* BEGIN RECORDS PROVIDED *

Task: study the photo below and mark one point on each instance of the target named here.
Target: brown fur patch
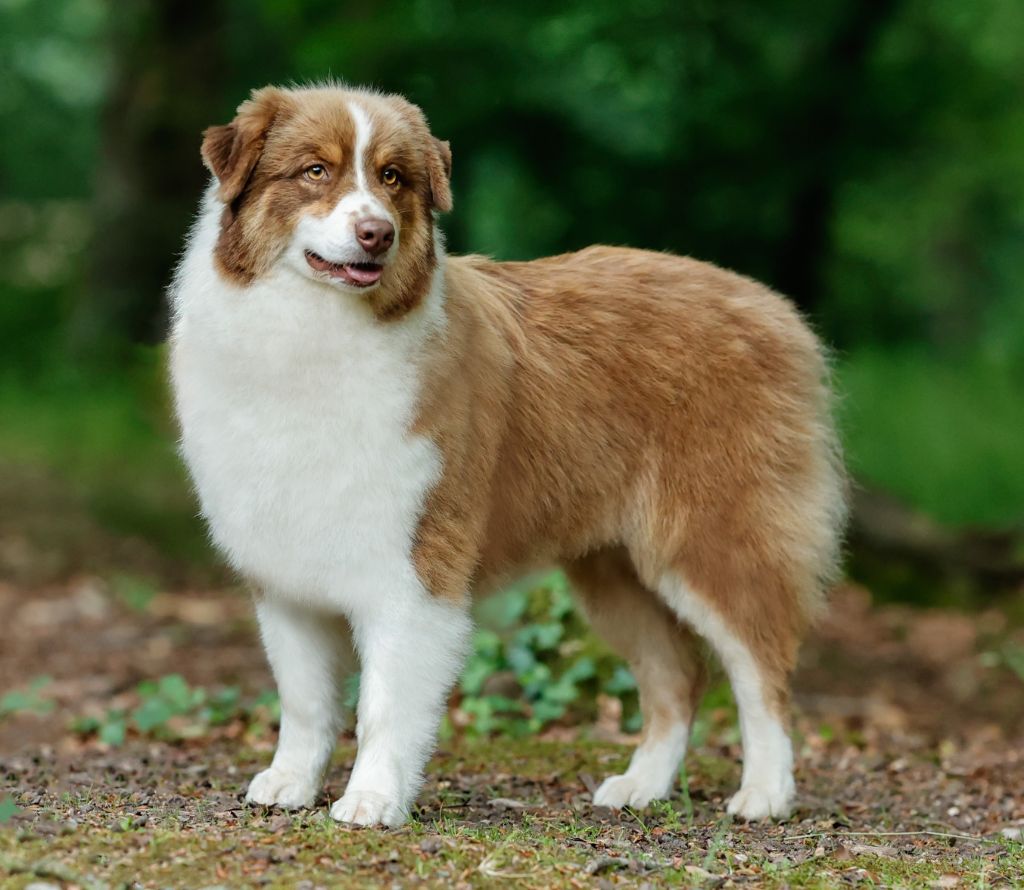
(259, 159)
(620, 398)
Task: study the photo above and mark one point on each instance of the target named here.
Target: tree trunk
(169, 69)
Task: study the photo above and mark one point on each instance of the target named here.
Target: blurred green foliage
(534, 664)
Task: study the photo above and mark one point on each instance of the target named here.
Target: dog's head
(335, 184)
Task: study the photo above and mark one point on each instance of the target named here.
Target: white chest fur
(295, 406)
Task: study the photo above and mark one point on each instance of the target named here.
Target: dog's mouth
(358, 274)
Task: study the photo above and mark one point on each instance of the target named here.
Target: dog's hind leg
(666, 660)
(757, 645)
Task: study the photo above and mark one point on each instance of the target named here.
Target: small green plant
(27, 701)
(535, 664)
(170, 709)
(136, 593)
(8, 809)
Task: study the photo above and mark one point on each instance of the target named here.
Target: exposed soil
(911, 769)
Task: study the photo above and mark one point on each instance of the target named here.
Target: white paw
(276, 788)
(368, 808)
(760, 802)
(628, 791)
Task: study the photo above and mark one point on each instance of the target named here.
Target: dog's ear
(230, 152)
(439, 167)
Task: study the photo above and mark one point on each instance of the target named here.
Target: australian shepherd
(378, 430)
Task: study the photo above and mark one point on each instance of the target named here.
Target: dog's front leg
(411, 652)
(308, 651)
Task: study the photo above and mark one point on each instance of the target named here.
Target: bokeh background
(865, 159)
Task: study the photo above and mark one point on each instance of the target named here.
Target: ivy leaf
(8, 809)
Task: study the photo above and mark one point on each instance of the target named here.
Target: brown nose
(376, 236)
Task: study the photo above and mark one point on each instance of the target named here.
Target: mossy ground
(909, 733)
(512, 812)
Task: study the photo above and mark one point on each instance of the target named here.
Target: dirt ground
(909, 736)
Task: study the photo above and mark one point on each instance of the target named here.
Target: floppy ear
(230, 152)
(439, 167)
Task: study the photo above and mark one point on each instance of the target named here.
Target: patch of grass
(947, 436)
(169, 709)
(29, 700)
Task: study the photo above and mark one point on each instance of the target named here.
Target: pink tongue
(364, 274)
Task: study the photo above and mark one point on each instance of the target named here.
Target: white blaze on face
(333, 236)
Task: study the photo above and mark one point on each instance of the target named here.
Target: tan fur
(623, 398)
(624, 413)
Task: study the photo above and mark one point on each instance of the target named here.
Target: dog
(376, 430)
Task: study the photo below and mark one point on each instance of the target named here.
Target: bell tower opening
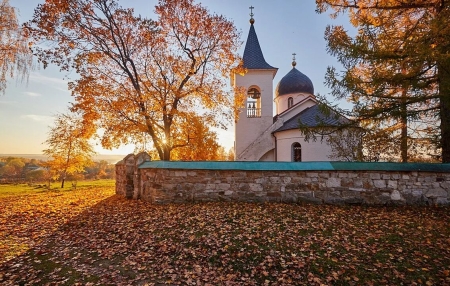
(253, 102)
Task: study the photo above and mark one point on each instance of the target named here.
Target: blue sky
(283, 27)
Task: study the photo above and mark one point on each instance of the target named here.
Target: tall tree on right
(396, 68)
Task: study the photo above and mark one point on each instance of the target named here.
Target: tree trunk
(404, 126)
(444, 98)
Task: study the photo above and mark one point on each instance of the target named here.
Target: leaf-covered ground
(92, 237)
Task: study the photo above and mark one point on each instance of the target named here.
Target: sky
(283, 28)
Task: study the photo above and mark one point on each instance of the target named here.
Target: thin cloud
(39, 118)
(33, 94)
(54, 82)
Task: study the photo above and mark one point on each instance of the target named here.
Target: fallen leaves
(94, 237)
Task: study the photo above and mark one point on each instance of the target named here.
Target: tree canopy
(16, 58)
(140, 78)
(396, 70)
(69, 146)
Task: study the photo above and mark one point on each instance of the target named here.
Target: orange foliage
(139, 77)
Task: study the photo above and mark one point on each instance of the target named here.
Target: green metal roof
(295, 166)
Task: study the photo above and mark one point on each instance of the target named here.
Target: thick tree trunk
(444, 98)
(404, 125)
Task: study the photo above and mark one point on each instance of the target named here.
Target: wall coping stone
(296, 166)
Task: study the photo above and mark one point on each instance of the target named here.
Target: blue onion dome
(294, 82)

* END RECORDS PROVIDED *

◆ GIVEN EXERCISE: Without the pictures, write out every entry precisely as it appears.

◆ FINISHED EXERCISE:
Task: study the photo below and mark one point on each instance of the target named here.
Target: brown fur patch
(259, 159)
(620, 398)
Task: study the photo above and mark one point on each instance of the target named here.
Target: tree trunk
(169, 69)
Task: study the photo above and mark one point on each instance of the target named here.
Target: blurred green foliage
(534, 664)
Task: study the photo above and mark one point on each instance of the target named here.
Target: dog's head
(335, 184)
Task: study the photo above and mark one point on each instance of the target named here.
Target: white chest fur
(295, 406)
Task: study the photo above and mark one point on each instance of the target named here.
Target: dog's mouth
(358, 274)
Task: study the photo above and mark one point on each instance of the target named here.
Target: dog's hind leg
(666, 660)
(757, 645)
Task: study the photo above and mark one point on each instance of the target named here.
Target: small green plant
(27, 701)
(535, 664)
(170, 709)
(136, 593)
(8, 809)
Task: study the photo above and mark one point on each instance of the target named here.
Target: exposed soil
(911, 769)
Task: study the photo above and mark one point on each instance of the target named here.
Target: white paw
(276, 788)
(368, 808)
(760, 802)
(628, 791)
Task: study the photo above and mark one point on each instance of the target named here.
Target: dog's ear
(230, 152)
(439, 167)
Task: study the photo above and mark one point on each instance of the target named here.
Target: australian shepherd
(378, 430)
Task: study the photo above and mark one point on each instance of the target named here.
Target: dog's front leg
(411, 652)
(308, 651)
Task: study the photo above and mark one point on each instance of the target named here.
Target: bokeh background
(865, 159)
Task: study the photo above and mark one point on each instance of the target named here.
Target: ivy leaf
(8, 809)
Task: study the photo above and mark one point on each instance of the target named here.
Target: brown nose
(376, 236)
Task: study the photo above and mark one point on each instance of the target named here.
Target: mossy ground
(909, 733)
(512, 812)
Task: study the photo above and mark one point on each instance of the target named here.
Target: dirt ground
(909, 736)
Task: study the photo above and mark one point on each instance of the target named here.
Target: floppy ear
(230, 152)
(439, 167)
Task: study the photo above and mark one point on each instance of the target named here.
Target: patch of grass
(947, 436)
(169, 709)
(29, 700)
Task: study the photo above and mark one point on each instance of the target named here.
Target: pink tongue
(364, 274)
Task: study the photo above and mark one point on each instance of the target named here.
Target: white blaze on face
(333, 236)
Task: study the photo above and mark one point on each instance of the target named here.
Target: tan fur
(623, 398)
(624, 413)
Task: study the photo above and mark one point on each instance of the target named here.
Target: dog
(376, 430)
Task: study the photo below and mark one point on each instance of the target named here.
Target: bell tower opening
(253, 102)
Task: study the photo above and mark one point on each instance of the target named here.
Target: blue sky
(283, 27)
Task: study the photo above and mark one point on each instance of the target named here.
Target: tall tree on right
(396, 68)
Task: study the photo above and mark one point on each instance of the target named here.
Target: tree trunk
(404, 126)
(444, 98)
Task: study the photo above and mark one point on each instance of the target named here.
Target: leaf-covered ground
(92, 237)
Task: study the photo above and mark one point on each instance of the target named here.
Target: sky
(283, 28)
Task: study the photo above and mark one point on each instance of the target named here.
Target: thin cloud
(39, 118)
(33, 94)
(54, 82)
Task: study the photo above and mark one point on each instance of the target named here.
Target: fallen leaves
(94, 237)
Task: study the photo above and mark one point on each instance of the target named here.
Target: tree canopy
(16, 58)
(140, 78)
(396, 70)
(69, 146)
Task: study the photo above and mark one point on each instance of the target named here.
Target: orange foliage
(139, 77)
Task: study the photo above and mark one point on each instance of the target named here.
Target: green metal roof
(295, 166)
Task: study the photo above and mark one point on each instance of the target named here.
Target: thick tree trunk
(444, 98)
(404, 125)
Task: study the photo above and mark one point on each instance of the target named here.
Target: wall coping stone
(296, 166)
Task: study the photo above and mark one point on each instance of the target named here.
Target: blue onion dome
(294, 82)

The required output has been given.